> **PROVIDED ENTRIES**:
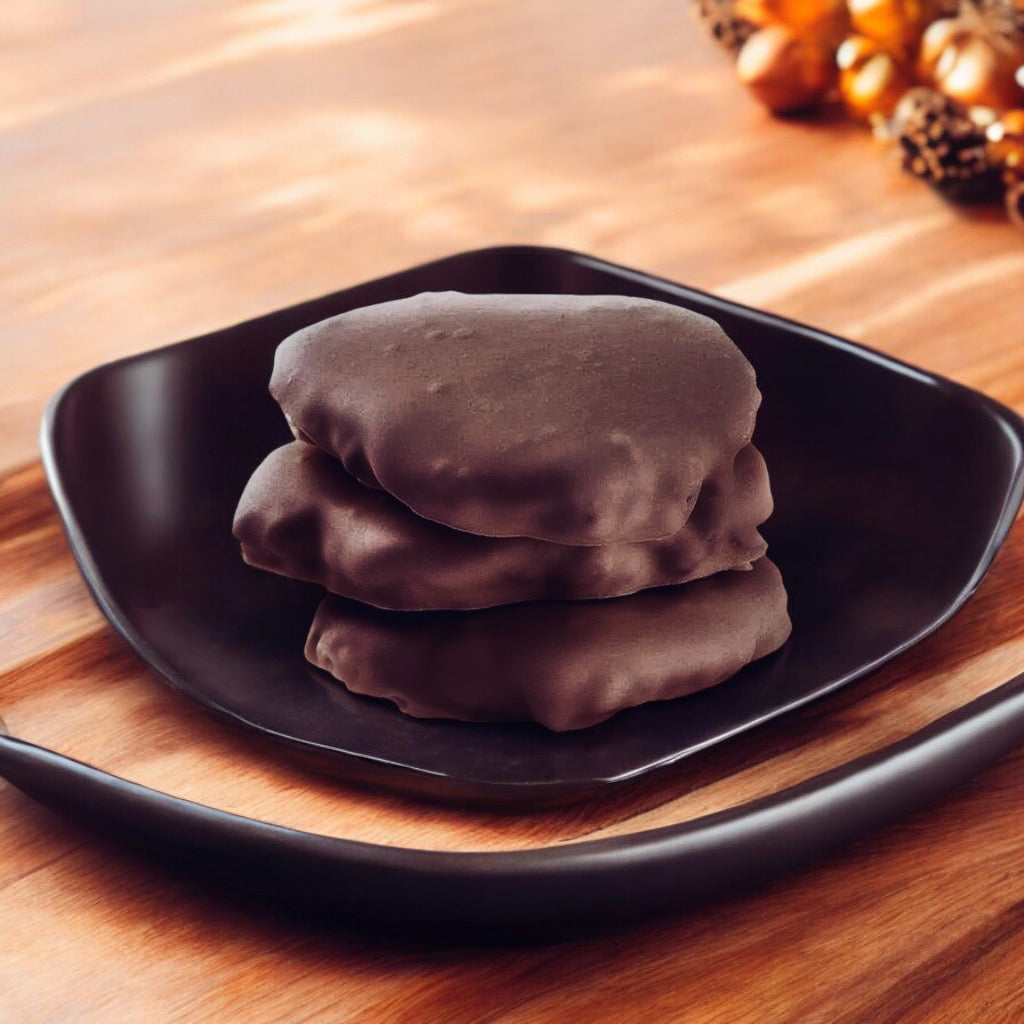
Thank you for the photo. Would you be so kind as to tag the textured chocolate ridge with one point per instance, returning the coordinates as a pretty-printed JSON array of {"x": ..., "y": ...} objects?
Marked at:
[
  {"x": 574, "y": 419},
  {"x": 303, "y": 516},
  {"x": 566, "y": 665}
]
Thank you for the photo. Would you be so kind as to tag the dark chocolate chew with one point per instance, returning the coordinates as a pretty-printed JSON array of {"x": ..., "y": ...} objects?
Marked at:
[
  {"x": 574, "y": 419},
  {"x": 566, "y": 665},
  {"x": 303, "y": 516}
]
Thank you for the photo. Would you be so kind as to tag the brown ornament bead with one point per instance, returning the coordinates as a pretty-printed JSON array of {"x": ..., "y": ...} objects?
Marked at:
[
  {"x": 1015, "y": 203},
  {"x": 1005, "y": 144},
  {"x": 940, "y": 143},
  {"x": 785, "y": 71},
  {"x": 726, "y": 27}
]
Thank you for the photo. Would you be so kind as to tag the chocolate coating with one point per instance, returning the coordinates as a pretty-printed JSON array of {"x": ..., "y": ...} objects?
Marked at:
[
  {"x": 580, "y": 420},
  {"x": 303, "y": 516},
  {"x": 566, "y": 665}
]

> **WHAT THE TASK ASKS**: Convert the records above into a Markdown table with the columns Row and Line. Give each non-blank line its own numbered row, and leave the pictures out.

> **COMPLETE ANSWER**:
| Row | Line |
|---|---|
| 1 | Thank you for the photo. Would you be so kind as to tag the textured chocolate ridge with one point per instance, returning the coordinates as a pretty-printed JSON array of {"x": ..., "y": ...} objects? |
| 2 | Marked at: |
| 3 | [ |
| 4 |   {"x": 574, "y": 419}, |
| 5 |   {"x": 303, "y": 516}, |
| 6 |   {"x": 566, "y": 665} |
| 7 | ] |
| 8 | Thank you for the photo. Would you be so kind as to tag the dark chocolate chew with one point per instance, returning the coordinates as a pretty-printed JSON array of {"x": ..., "y": ...} objects? |
| 9 | Marked at: |
| 10 | [ |
| 11 |   {"x": 574, "y": 419}, |
| 12 |   {"x": 566, "y": 665}, |
| 13 |   {"x": 303, "y": 516} |
| 14 | ] |
| 15 | Thank you for the photo. Would you be so kind as to tag the brown ornament bead with one point per instance, returning the coordinates as a pretty-printed JSON array of {"x": ..., "y": ...} objects? |
| 16 | Marked at: |
| 17 | [ |
| 18 |   {"x": 1015, "y": 203}, |
| 19 |   {"x": 1005, "y": 144}, |
| 20 |   {"x": 940, "y": 143}, |
| 21 |   {"x": 785, "y": 71}, |
| 22 |   {"x": 726, "y": 27} |
| 23 | ] |
| 24 | Thank you for the photo. Would you be so kind as to tag the chocolate coating with one point per instance, returning the coordinates as a pretty-printed JSON array of {"x": ..., "y": ...} objects? |
| 25 | Marked at: |
| 26 | [ |
| 27 |   {"x": 580, "y": 420}, |
| 28 |   {"x": 303, "y": 516}, |
| 29 |   {"x": 566, "y": 665} |
| 30 | ] |